**DATA SHOWN**:
================================

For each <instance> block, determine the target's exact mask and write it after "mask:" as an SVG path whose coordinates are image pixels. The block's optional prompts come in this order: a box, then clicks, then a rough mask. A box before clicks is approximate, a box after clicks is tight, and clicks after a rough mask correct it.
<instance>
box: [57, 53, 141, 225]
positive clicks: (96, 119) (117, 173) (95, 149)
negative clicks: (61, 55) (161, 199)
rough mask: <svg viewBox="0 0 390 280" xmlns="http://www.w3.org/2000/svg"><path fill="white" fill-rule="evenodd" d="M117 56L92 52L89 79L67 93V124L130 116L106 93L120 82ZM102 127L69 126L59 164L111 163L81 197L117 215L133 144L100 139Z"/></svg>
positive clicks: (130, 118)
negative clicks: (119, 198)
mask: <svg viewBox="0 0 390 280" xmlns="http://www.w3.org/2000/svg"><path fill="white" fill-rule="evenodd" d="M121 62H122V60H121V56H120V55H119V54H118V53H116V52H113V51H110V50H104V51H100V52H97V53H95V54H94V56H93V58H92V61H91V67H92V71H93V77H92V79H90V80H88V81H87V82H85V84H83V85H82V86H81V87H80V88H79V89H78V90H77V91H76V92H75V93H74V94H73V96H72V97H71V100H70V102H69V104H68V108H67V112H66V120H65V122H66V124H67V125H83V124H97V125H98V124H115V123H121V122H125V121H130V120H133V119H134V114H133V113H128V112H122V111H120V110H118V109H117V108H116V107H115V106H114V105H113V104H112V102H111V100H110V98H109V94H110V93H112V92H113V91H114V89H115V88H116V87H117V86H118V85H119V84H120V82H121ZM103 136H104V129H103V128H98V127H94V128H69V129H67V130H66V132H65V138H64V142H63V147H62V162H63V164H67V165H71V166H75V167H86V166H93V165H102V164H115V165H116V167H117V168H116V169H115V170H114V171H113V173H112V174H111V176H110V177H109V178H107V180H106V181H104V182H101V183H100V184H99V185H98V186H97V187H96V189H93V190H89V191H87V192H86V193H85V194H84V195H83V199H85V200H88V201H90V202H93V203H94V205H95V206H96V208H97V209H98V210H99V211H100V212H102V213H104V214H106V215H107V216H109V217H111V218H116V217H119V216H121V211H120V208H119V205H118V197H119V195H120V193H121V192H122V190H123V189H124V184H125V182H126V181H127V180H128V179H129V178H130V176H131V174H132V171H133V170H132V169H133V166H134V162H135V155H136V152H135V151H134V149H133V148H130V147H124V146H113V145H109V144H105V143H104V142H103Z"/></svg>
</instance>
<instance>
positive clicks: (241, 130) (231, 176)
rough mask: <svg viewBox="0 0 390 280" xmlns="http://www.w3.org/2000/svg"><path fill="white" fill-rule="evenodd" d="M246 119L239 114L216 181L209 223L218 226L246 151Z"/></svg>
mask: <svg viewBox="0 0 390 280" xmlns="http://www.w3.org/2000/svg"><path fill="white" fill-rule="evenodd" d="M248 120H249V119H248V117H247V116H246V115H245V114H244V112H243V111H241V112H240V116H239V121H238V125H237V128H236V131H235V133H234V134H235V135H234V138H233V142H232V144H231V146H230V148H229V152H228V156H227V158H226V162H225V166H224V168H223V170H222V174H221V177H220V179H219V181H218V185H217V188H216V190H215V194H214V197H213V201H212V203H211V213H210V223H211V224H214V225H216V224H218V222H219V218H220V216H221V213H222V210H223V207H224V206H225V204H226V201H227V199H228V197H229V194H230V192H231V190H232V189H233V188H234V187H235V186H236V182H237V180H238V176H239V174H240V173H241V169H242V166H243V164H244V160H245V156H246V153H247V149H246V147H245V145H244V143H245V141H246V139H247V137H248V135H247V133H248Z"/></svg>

================================

**TASK ITEM**: Transcribe the material exactly, stopping after the "positive clicks: (130, 118)" line.

**ANSWER TO THIS EXERCISE**:
For each <instance> block, determine the target's exact mask and write it after "mask:" as an SVG path whose coordinates are image pixels. The block's optional prompts come in this order: a box, then clicks, then a rough mask. A box before clicks is approximate, a box after clicks is tight, and clicks after a rough mask correct it.
<instance>
box: [57, 53, 141, 225]
positive clicks: (96, 119) (117, 173) (95, 149)
negative clicks: (61, 55) (161, 199)
rough mask: <svg viewBox="0 0 390 280" xmlns="http://www.w3.org/2000/svg"><path fill="white" fill-rule="evenodd" d="M117 56L92 52L89 79L67 93V124L130 116L106 93L120 82ZM102 127L69 126L59 164L111 163L81 197L117 215L133 144L100 139Z"/></svg>
positive clicks: (130, 118)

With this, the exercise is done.